The request ::
Rewrite the data below with every "blue sky" changed to "clear sky" and nothing else altered. Omit the pictures from your answer.

Material to process ::
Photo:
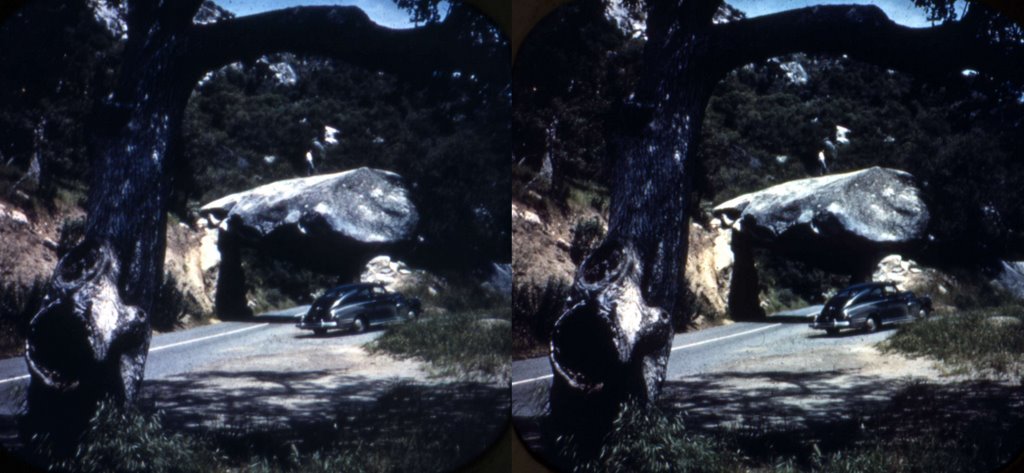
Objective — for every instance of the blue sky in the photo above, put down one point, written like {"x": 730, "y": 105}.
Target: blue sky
{"x": 901, "y": 11}
{"x": 381, "y": 11}
{"x": 386, "y": 13}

Written response ::
Photo:
Objective — for every instance of the clear sky in the photo above, put down one point, written like {"x": 730, "y": 105}.
Target: clear sky
{"x": 901, "y": 11}
{"x": 381, "y": 11}
{"x": 386, "y": 13}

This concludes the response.